EXTRAIT DE PAGE:
☆ ☆ ☆ ☆ ☆ ☆ ☆
Sa prise de poste officielle avait lieu le 1er septembre, mais dès le 20 août Matthieu Rietzler était à Rennes afin de respirer la ville et rencontrer les équipes de la maison d’opéra dont il est le nouveau directeur. Il prend la suite d’Alain Surrans devenu directeur d’Angers-Nantes-Opéra avec lequel il devra travailler en étroite collaboration tout en maintenant une spécificité – et une forme d’indépendance – rennaise. Il nous accorde son premier entretien.
Diplômé d’une école de commerce, et jusqu’il y a peu secrétaire général de la Maison de la Danse à Lyon, Matthieu Rietzler est tout sauf un novice dans le monde de l’art lyrique. « Après 15 ans de piano, c’est un stage à l’opéra de Nancy qui m’ouvre les portes du monde lyrique, et si j’ai fait des études de commerce puis un troisième cycle en management public c’est avec l’envie de traduire cela dans le monde de la musique. J’ai dirigé des centres de vacances musicales, en Bretagne en partie, avec au cœur de ma démarche la question de la transmission de la musique. J’ai été responsable du jeune public à l’Opéra National du Rhin puis jusqu’à 2012 secrétaire général de l’opéra de Lille ».
Mais ces six dernières années, c’est autour de l’art chorégraphique qu’il a exercé son désir de transmission. « Après dix ans passés dans des maisons d’opéra, mon passage à Lyon m’a permis de prendre du recul et de faire l’expérience d’une institution culturelle d’importance avec ses 150 levers de rideau et ses 150 000 spectateurs chaque année. »
Comment expliquer alors la tentation de Rennes ? « Après 6 ans à Lyon j’éprouvais un vrai désir de revenir vers l’opéra et la maison rennaise est une très belle maison. Il y a une belle adéquation entre l’esprit de la ville et l’opéra qui est certes assez petit, mais qui constitue un véritable écrin. C’est un opéra qui permet d’être généreux avec le public et très incluant, tout le contraire d’un temple dont on n’ose pas franchir les portes. Dans la mesure où mon parcours est très lié au public, il m’a semblé que j’avais quelques atouts pour cette maison, pour créer les meilleures conditions de rencontre entre les artistes dont on défend le travail et le public que l’on cherche toujours à élargir ».
Manifestement le jury a été sensible à ces atouts. « J’imagine que le jury a aussi été sensible à mon parcours très lié à la musique, mais pas exclusivement à l’art lyrique, ainsi qu’à mon expérience dans des institutions culturelles de taille (Opéra National du Rhin, Maison de la Danse de Lyon) tout en restant pragmatique et très lié au terrain ».
☆ ☆ ☆ ☆ ☆ ☆ ☆
DONNÉES FOURNIES:
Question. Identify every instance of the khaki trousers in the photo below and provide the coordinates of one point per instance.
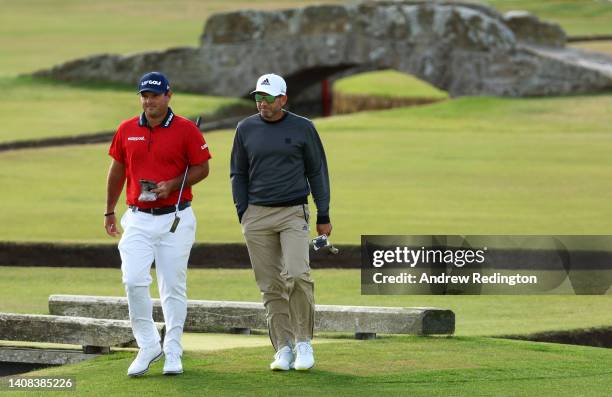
(278, 241)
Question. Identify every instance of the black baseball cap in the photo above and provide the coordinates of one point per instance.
(154, 82)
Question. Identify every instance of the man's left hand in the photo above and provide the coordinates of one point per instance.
(165, 188)
(324, 228)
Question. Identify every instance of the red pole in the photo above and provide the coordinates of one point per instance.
(326, 97)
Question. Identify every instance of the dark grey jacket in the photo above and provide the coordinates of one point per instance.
(276, 163)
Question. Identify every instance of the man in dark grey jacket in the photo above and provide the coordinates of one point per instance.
(277, 161)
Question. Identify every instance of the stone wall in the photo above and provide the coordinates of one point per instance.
(465, 49)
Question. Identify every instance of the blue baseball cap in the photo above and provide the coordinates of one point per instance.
(154, 82)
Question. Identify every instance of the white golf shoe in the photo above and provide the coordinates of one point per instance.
(282, 359)
(146, 356)
(304, 356)
(173, 364)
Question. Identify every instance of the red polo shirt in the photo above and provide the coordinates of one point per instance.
(158, 154)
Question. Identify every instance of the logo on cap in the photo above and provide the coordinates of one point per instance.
(155, 82)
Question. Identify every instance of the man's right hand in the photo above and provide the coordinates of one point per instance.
(110, 224)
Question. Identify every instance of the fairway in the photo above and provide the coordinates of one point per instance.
(461, 166)
(389, 366)
(44, 109)
(467, 166)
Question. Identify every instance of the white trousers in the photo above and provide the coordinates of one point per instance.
(147, 238)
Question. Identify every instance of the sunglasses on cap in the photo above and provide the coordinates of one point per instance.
(267, 98)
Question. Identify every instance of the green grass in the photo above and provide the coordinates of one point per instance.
(469, 166)
(390, 366)
(387, 83)
(41, 108)
(599, 46)
(26, 290)
(577, 17)
(37, 34)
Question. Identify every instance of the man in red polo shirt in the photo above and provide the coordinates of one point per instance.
(153, 152)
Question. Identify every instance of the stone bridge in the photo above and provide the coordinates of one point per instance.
(462, 48)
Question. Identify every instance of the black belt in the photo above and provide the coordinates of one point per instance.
(162, 210)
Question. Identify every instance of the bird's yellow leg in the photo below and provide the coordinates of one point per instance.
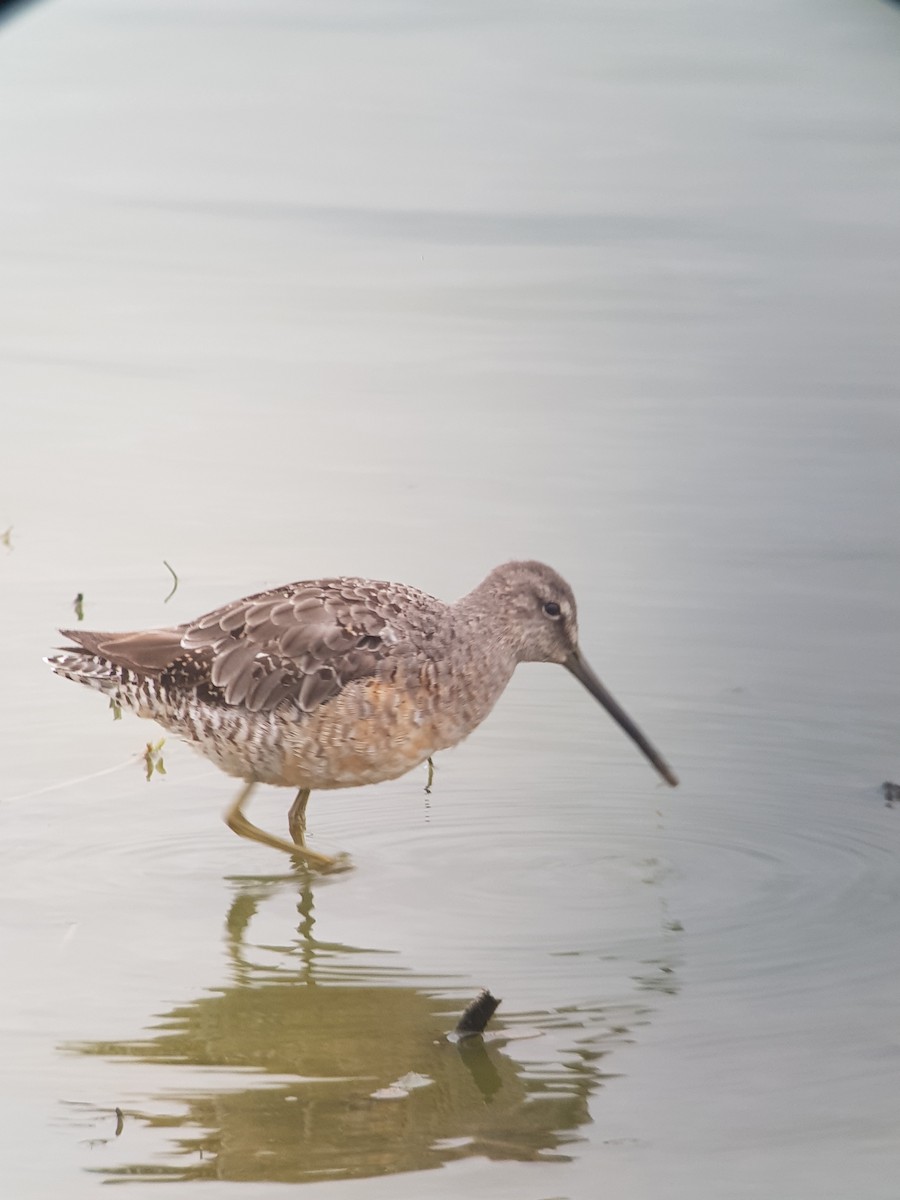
(297, 816)
(237, 821)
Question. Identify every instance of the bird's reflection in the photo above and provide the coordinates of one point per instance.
(282, 1073)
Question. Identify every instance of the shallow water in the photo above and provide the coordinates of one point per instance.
(298, 289)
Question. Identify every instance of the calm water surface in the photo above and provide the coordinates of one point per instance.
(294, 289)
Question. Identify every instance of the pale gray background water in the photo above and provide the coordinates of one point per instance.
(406, 291)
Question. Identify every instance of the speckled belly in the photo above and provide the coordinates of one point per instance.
(375, 730)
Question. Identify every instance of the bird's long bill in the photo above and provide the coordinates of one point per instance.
(579, 667)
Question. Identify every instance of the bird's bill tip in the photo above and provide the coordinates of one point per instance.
(583, 673)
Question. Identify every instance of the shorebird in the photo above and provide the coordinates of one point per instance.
(337, 683)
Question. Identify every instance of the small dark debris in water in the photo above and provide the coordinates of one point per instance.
(174, 581)
(477, 1015)
(153, 759)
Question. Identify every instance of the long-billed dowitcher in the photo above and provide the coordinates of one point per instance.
(336, 683)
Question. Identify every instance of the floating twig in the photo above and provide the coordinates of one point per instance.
(174, 582)
(153, 759)
(477, 1015)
☆ ☆ ☆ ☆ ☆ ☆ ☆
EXERCICES À TRAITER:
1. Pour chacune des affirmations suivantes, indiquez par oui ou non si elle concorde avec l'extrait consacré à Matthieu Rietzler, puis citez à l'identique les mots de l'extrait qui tranchent la question.
(a) Matthieu Rietzler a été secrétaire général de l'opéra de Lille jusqu'en 2012.
(b) Matthieu Rietzler a passé dix ans à Lyon avant de venir à Rennes.
(c) Sa prise de poste officielle a eu lieu le 20 août.
2. Dénombrez les lignes des enregistrements où figure le mot « trousers » et indiquez uniquement ce nombre.
L'extrait et les enregistrements sont sans lien l'un avec l'autre.

RÉPONSES SUCCESSIVES:
1.
(a) Oui : « jusqu’à 2012 secrétaire général de l’opéra de Lille »
(b) Non : « Après 6 ans à Lyon »
(c) Non : « Sa prise de poste officielle avait lieu le 1er septembre »

2. 2